==== Selection

No Whites Of Their Eyes Yet


The situation in the market remains the same
as it was in our

last report
. The Fed cut rates and provided a potential catalyst to the
economy and market. The ECB passed on a rate cut but changed its language enough
that we can expect a rate cut early next month at their next meeting on Dec.
5. What we need now is clear evidence via breadth and leadership that a
significant rally is truly taking hold. Unfortunately so far, that evidence is
still lacking. We advise investors and traders to watch and wait for breadth and
leadership before pulling the trigger and starting to buy breakouts. Keep your
finger on the trigger, but wait until you see the whites of their eyes before
firing.

Economically sensitive commodities are now mixed with a slight upward bias. 
Cotton and copper are strong, but Lumber has
broken to new lows and Bonds are clearly not
discounting a return to economic growth. Lumber has some major support between
here at 190 and Bonds appear to be potentially tracing out a large
head-and-shoulder top formation on an intermediate-term basis, so upon further
positive action both of these could begin discounting better economic
performance. We’re not there yet though. We’ll be much more inclined to buy
stocks if bonds can complete this topping formation with a good strong volume
weak close below 107, and if Lumber can rally above October’s highs.

========
==== Input records

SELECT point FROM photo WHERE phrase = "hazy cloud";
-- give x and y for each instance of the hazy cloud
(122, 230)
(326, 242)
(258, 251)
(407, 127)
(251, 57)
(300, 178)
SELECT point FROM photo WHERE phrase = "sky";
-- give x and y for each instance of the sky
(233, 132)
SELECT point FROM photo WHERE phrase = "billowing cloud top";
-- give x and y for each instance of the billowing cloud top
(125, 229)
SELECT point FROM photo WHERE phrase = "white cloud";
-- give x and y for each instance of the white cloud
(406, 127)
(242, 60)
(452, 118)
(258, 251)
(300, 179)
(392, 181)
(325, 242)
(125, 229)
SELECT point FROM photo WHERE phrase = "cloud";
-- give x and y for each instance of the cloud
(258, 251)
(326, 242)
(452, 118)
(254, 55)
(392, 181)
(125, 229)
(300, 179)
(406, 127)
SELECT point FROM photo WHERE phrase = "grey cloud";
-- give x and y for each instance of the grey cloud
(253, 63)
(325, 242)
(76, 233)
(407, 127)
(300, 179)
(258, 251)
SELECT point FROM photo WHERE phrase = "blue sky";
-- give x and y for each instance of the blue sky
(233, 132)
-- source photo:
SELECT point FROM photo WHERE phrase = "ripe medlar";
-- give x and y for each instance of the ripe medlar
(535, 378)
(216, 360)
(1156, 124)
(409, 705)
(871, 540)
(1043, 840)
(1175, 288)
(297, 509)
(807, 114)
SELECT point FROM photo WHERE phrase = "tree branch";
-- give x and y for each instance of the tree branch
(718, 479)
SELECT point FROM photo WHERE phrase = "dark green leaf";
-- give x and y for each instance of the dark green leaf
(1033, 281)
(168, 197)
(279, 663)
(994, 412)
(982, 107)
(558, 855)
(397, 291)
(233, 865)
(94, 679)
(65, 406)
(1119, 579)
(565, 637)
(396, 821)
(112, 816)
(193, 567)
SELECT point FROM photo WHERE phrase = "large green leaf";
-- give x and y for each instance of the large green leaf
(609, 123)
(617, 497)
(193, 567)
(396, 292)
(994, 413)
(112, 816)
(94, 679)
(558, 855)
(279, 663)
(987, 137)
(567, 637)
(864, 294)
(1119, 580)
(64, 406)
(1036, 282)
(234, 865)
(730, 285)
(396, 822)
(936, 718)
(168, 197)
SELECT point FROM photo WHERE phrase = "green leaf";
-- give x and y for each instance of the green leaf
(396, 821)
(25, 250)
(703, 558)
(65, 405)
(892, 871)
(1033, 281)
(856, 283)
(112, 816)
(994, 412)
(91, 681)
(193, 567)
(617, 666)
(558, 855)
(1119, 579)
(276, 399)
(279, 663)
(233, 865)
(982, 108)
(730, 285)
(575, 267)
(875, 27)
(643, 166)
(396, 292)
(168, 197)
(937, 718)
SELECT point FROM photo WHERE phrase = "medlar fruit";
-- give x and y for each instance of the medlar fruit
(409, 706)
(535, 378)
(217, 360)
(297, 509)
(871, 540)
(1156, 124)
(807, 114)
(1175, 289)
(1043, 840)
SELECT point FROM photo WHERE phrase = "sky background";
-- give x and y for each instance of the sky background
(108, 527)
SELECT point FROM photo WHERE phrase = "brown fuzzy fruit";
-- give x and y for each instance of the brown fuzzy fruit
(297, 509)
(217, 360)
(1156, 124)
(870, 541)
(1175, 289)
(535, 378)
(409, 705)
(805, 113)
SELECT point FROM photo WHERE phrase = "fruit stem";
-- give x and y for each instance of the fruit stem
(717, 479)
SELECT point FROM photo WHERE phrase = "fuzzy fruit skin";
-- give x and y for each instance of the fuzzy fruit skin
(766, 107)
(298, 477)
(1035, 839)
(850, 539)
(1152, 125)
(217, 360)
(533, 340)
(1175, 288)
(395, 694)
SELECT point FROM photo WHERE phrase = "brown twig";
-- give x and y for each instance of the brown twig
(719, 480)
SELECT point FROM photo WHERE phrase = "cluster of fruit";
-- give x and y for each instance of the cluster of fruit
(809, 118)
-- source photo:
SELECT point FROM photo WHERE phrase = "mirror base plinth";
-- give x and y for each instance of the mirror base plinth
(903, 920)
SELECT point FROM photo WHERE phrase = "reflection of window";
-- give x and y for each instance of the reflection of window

========

## Set exercise 1
Name every market the market commentary mentions in its paragraph on economically sensitive commodities.
## Set exercise 2
Gather every line of the entries that contains the word "plinth".
The market commentary and the entries have nothing to do with each other.

## Result 1
Cotton, copper, lumber and bonds.

## Result 2
SELECT point FROM photo WHERE phrase = "mirror base plinth";
-- give x and y for each instance of the mirror base plinth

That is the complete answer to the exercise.